> [Description of the task]: The lines to retype are the one with "of the child" and all that follow it to the end of the entries below; copy them exactly and nothing else.

[Data entries]
+--

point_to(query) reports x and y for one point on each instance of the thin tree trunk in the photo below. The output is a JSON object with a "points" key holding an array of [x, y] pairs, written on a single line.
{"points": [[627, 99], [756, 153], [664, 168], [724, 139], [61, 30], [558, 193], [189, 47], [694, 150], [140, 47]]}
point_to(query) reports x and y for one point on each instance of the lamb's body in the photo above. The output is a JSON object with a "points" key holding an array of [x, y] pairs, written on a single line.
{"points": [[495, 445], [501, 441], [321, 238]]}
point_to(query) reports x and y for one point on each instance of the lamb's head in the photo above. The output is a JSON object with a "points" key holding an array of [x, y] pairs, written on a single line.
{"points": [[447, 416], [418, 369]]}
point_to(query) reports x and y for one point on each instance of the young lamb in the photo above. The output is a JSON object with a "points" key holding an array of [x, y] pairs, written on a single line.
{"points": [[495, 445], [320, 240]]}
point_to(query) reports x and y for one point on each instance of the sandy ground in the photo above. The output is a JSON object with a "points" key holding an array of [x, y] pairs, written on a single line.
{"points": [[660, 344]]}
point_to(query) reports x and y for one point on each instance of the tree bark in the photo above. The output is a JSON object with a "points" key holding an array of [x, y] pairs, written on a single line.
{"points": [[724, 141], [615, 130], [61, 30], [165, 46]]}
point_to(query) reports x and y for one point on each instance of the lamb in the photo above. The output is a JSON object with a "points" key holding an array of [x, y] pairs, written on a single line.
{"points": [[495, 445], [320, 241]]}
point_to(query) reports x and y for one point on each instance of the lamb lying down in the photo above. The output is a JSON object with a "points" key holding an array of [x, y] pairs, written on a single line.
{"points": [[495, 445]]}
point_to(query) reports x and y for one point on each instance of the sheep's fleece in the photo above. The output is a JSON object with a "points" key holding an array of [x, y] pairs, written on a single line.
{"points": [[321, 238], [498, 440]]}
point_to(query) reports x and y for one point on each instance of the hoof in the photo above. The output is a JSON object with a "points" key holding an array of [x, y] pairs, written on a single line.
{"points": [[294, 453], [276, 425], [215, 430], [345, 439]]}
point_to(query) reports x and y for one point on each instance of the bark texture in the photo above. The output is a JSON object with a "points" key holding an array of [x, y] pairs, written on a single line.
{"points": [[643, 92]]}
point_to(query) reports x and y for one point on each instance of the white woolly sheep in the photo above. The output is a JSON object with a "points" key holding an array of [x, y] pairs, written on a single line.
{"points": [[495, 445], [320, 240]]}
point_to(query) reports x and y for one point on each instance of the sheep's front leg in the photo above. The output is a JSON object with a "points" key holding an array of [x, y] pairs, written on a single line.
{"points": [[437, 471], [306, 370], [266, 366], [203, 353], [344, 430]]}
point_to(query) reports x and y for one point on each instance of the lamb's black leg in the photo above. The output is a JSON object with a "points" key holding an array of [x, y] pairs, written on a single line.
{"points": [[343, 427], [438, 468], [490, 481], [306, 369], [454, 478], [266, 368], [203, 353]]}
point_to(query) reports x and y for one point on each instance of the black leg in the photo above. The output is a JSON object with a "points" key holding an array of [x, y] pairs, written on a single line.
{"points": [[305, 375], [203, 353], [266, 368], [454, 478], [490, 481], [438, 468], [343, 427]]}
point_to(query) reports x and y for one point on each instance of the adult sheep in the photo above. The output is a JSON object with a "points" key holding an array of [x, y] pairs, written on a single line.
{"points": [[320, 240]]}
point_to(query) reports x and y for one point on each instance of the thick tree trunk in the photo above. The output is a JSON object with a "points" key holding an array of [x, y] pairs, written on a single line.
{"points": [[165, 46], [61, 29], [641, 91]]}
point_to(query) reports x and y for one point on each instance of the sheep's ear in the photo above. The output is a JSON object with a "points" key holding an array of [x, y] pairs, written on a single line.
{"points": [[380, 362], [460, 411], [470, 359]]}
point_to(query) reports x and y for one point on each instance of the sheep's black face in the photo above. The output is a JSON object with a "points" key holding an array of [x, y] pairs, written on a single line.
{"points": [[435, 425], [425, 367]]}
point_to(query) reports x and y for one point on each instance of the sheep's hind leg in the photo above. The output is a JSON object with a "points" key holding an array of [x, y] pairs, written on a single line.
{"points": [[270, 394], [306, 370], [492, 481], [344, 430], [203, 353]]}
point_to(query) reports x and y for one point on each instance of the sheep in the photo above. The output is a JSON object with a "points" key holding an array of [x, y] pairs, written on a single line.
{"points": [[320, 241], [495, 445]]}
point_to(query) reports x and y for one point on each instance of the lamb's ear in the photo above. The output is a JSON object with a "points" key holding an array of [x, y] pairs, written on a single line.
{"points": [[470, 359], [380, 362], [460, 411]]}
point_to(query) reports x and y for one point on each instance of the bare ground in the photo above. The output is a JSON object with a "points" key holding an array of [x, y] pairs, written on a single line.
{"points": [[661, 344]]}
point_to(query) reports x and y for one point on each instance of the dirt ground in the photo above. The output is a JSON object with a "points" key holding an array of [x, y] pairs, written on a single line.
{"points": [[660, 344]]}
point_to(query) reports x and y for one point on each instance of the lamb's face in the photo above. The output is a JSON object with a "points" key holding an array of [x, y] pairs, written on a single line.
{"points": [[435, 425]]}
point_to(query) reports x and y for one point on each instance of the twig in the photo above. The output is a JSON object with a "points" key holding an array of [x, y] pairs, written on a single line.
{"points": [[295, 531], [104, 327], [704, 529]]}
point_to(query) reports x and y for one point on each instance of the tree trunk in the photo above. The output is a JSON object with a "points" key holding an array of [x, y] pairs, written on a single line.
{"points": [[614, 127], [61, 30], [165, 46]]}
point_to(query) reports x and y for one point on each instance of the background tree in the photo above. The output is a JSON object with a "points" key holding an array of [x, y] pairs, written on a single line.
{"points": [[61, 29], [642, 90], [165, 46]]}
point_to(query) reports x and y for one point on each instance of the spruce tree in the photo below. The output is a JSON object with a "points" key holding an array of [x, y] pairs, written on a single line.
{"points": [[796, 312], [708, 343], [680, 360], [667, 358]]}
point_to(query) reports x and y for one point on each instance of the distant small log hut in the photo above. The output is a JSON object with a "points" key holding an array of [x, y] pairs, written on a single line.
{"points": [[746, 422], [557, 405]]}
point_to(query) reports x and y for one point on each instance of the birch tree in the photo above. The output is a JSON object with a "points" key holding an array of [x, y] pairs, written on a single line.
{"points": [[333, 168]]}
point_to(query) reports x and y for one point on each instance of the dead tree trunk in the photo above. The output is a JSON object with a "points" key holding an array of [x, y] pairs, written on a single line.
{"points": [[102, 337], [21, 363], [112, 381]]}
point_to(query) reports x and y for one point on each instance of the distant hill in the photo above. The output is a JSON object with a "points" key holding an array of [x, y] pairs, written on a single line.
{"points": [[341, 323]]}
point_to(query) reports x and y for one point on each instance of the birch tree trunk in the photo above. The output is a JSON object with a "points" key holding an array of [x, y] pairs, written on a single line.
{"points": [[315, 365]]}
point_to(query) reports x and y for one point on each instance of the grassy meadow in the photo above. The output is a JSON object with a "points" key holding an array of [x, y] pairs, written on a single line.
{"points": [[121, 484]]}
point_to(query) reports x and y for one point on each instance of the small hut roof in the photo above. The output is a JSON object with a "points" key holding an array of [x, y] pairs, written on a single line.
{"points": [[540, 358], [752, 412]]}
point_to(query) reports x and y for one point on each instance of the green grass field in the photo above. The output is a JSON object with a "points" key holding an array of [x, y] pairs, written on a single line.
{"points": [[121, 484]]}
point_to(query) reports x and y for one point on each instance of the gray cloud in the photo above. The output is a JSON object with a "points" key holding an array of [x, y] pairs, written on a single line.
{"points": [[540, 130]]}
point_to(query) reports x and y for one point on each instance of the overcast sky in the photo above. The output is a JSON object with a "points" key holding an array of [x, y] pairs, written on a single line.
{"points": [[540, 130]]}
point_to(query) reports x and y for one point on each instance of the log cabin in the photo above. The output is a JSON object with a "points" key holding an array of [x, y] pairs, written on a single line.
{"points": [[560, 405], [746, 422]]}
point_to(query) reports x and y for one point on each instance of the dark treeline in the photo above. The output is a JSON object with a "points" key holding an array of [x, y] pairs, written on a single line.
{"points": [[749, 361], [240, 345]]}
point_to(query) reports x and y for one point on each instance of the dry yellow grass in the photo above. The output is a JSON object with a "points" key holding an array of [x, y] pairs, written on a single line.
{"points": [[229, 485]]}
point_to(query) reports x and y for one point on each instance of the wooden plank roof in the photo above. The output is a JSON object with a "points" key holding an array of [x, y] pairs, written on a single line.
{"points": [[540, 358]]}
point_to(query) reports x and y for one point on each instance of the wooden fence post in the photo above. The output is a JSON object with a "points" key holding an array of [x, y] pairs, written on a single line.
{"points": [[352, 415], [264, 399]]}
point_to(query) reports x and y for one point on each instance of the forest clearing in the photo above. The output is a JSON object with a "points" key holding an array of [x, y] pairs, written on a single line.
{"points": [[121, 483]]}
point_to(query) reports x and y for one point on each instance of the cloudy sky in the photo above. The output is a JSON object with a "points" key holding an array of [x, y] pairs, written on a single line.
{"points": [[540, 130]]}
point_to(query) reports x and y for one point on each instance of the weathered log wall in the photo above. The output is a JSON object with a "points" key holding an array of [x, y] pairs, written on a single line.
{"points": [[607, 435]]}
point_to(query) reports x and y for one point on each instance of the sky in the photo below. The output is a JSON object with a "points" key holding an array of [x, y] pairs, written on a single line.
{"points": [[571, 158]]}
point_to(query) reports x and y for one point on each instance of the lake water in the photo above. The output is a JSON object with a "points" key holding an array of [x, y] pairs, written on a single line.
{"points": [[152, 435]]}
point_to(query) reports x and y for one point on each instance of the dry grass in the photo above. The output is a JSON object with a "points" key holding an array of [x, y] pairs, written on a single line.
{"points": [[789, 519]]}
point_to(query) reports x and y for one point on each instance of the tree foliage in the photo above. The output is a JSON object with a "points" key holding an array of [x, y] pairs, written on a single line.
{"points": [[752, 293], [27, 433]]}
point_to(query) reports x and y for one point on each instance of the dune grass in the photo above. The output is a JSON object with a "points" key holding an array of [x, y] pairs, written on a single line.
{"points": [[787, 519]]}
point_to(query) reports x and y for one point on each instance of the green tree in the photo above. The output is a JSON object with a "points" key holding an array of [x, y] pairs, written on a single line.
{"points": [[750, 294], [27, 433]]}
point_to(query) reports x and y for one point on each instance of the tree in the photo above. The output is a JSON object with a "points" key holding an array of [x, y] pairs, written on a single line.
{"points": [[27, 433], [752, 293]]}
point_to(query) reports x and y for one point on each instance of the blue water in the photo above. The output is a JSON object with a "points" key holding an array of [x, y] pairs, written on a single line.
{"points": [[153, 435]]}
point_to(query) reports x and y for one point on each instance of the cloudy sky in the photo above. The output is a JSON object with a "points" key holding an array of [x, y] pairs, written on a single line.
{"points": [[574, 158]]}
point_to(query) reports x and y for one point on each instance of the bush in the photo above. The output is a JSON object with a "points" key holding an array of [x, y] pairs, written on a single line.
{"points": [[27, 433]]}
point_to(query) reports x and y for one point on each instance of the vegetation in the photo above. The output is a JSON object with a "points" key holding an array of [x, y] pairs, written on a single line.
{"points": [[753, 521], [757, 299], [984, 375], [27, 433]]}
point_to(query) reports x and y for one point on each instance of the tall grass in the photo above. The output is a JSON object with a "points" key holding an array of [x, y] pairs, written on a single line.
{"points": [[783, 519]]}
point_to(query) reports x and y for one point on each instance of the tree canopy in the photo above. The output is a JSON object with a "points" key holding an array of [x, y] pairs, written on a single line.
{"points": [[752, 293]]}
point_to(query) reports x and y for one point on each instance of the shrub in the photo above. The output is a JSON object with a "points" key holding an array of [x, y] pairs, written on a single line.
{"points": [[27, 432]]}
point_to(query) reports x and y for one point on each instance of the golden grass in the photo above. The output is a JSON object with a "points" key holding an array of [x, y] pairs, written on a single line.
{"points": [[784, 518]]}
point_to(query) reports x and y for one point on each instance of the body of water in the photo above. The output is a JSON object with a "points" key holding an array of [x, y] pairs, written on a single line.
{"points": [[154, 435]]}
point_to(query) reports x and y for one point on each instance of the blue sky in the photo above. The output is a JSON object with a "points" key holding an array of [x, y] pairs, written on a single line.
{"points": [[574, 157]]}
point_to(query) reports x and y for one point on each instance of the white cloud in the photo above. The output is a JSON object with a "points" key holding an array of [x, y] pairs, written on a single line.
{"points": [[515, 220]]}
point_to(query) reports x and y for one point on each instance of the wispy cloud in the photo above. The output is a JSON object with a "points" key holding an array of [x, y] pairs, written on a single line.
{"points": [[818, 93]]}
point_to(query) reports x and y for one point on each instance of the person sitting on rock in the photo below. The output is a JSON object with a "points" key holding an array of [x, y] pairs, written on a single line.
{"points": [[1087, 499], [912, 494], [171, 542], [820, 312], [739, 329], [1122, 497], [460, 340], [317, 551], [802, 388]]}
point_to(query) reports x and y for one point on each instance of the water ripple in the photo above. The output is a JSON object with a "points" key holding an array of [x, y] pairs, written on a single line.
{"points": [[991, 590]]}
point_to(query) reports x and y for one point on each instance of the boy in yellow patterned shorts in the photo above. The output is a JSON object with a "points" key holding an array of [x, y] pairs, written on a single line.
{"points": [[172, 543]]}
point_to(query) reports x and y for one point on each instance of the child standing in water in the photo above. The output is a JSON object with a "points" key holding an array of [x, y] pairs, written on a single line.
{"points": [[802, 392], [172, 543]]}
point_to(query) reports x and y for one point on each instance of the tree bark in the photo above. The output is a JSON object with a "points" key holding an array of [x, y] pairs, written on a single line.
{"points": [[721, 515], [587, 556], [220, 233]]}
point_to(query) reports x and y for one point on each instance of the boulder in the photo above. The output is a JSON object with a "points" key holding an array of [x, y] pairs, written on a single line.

+--

> [The answer]:
point_to(query) reports x and y for one point on each instance of the child standing in water in the photo above. The output is a JSON object with a "points" key holding an array of [x, y] pairs, written on a single line.
{"points": [[802, 392], [172, 543]]}
point_to(query) reports x and y for one point on each instance of the tree bark in the photo above. The output is a JSON object with a "points" key holding an array of [x, y] pairs, written on a single line.
{"points": [[721, 515], [587, 556], [220, 233]]}
point_to(query) reports x and y for one point on each instance of the boulder in the photo above. The output is a JSON object with a "points" key holding an array of [x, y] pairs, written on a single line.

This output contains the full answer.